MapYourTech · InDepth Series
Noise in Optical Systems
Every noise mechanism that bounds an optical link — ASE, nonlinear interference, stimulated Raman scattering, shot, and thermal — with the OSNR and GSNR math, the mitigation toolkit, and four calculators.
Introduction
Noise is the random fluctuation in optical power, phase, and polarization that competes with the signal and decides how far and how fast a link can run. It comes from the quantum nature of light, the spontaneous emission inside amplifiers, the thermal motion of electrons in the receiver, and the Kerr nonlinearity of the fiber. The metric that ties them together is the optical signal-to-noise ratio (OSNR) and, once nonlinearity matters, the generalized SNR (GSNR). This guide builds each mechanism from physics, gives the math that turns it into a reach number, surveys the mitigation toolkit from low-noise amplifiers to probabilistic shaping, and provides four calculators to run the budget.
The cocktail-party picture: a voice across a noisy room competes with background chatter, and as you step back the voice fades while the chatter holds steady. An optical signal is the same — distance weakens it while each amplifier adds noise — until error correction or regeneration is the only way through.
1. Fundamentals and Core Concepts
OSNR is the ratio of average signal power to noise power in a reference bandwidth, conventionally 0.1 nm (about 12.5 GHz). It sets the achievable bit error rate, and through Shannon's theorem it bounds capacity. The four origins:
The economic stake: noise sets reach, rate, and spectral efficiency directly. A noise-limited route needs more regeneration sites, higher transmit power, premium components, and heavier DSP — every one a line on the capital and operating budget.

■ WRITTEN REQUEST 1
Reproduce the passage from the optical noise guide word for word, from "The cocktail-party picture: a" to "only way through.".
■ WRITTEN REQUEST 2
Write the next part of the guide on noise in optical systems, picking up after its last sentence.

■ DATA LINES
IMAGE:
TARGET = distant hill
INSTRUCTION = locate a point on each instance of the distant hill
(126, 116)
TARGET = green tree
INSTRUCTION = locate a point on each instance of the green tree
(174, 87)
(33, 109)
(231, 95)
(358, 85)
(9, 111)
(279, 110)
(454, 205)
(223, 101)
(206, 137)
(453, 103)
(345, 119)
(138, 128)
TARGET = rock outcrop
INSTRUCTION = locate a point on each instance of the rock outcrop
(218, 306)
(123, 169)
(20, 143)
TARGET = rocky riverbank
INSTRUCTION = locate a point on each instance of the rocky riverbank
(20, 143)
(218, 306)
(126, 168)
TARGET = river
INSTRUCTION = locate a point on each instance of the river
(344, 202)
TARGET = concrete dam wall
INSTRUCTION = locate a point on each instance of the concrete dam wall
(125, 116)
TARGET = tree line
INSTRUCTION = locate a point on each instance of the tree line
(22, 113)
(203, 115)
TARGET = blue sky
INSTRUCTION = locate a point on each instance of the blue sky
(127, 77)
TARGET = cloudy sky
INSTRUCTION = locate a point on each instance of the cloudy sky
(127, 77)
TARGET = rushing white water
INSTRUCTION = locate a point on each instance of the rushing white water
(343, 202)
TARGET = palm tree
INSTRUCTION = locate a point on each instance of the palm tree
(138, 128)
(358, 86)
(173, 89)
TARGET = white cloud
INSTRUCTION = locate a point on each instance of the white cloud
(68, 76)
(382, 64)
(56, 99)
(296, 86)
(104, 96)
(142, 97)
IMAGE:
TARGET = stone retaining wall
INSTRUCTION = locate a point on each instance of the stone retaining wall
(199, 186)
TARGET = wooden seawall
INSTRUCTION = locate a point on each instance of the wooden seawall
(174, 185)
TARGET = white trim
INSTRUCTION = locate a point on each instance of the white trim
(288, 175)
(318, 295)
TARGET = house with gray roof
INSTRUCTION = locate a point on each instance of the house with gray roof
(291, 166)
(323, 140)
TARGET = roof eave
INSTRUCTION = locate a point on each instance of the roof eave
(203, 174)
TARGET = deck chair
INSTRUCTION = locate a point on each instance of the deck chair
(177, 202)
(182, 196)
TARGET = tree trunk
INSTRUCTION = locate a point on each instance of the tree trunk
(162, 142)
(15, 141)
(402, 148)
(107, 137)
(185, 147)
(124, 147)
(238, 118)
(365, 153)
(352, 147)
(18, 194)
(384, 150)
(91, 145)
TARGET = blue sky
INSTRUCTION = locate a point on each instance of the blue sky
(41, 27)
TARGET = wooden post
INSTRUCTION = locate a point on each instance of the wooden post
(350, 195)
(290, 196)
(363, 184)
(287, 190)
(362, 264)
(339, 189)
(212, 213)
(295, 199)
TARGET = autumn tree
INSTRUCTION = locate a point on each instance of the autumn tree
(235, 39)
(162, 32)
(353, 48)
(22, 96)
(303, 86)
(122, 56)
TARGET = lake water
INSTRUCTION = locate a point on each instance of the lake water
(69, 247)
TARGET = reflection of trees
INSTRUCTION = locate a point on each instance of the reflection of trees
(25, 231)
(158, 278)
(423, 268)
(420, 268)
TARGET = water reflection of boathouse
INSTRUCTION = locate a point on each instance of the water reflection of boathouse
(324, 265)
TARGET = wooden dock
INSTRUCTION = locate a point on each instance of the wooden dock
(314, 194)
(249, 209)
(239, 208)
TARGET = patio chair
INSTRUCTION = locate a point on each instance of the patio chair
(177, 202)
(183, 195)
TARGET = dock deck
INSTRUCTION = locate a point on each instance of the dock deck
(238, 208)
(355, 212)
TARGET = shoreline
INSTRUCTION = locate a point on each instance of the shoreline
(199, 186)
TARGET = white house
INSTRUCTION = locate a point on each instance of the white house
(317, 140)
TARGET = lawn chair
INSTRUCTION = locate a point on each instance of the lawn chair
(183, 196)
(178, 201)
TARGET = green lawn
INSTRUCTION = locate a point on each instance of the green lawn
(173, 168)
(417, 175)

■ EXERCISE RESULT 1
The cocktail-party picture: a voice across a noisy room competes with background chatter, and as you step back the voice fades while the chatter holds steady. An optical signal is the same — distance weakens it while each amplifier adds noise — until error correction or regeneration is the only way through.

■ EXERCISE RESULT 2
2. Mathematical Framework
OSNR
OSNR (dB) = 10·log₁₀(Psignal / (PSDnoise × Bref))
ASE power from one amplifier
PASE = nsp · h·f · (G − 1) · Bo
nsp is the spontaneous-emission factor (1.3–2 for EDFAs), G the linear gain, Bo the optical bandwidth. Because PASE scales with (G−1), higher-gain amplifiers add more noise — the reason shorter, lower-loss spans give better OSNR.
Noise figure
NF (dB) = 10·log₁₀(2·nsp)
An ideal amplifier (nsp = 1) reaches the 3 dB quantum limit; EDFAs achieve 4–6 dB, distributed Raman approaches the quantum limit, SOAs run 6–9 dB.
Engineering OSNR (per-span and multi-span)
OSNRspan = 58 + Pch − Lspan − NF
OSNRtotal = OSNRspan − 10·log₁₀(N)
Pch is per-channel power (dBm), Lspan the span loss, NF the noise figure, and +58 the bandwidth constant at 1550 nm over 12.5 GHz — it already carries the photon-energy and reference-bandwidth terms.
Generalized SNR
1/GSNR = 1/OSNR + 1/SNRNLI → GSNR = Psignal / (PASE + PNLI)
Two channels at identical OSNR can have very different GSNR if one carries more nonlinear interference — which is why modern planning tools compute GSNR, not OSNR alone.
Practical Example — OSNR over three 80 km spans.
Per-channel launch +3 dBm, fiber 0.2 dB/km → span loss 16 dB, EDFA NF 5 dB.
Per-span OSNR = 58 + 3 − 16 − 5 = 40 dB.
After three spans: 40 − 10·log₁₀(3) = 40 − 4.8 = 35.2 dB — comfortably above any format requirement.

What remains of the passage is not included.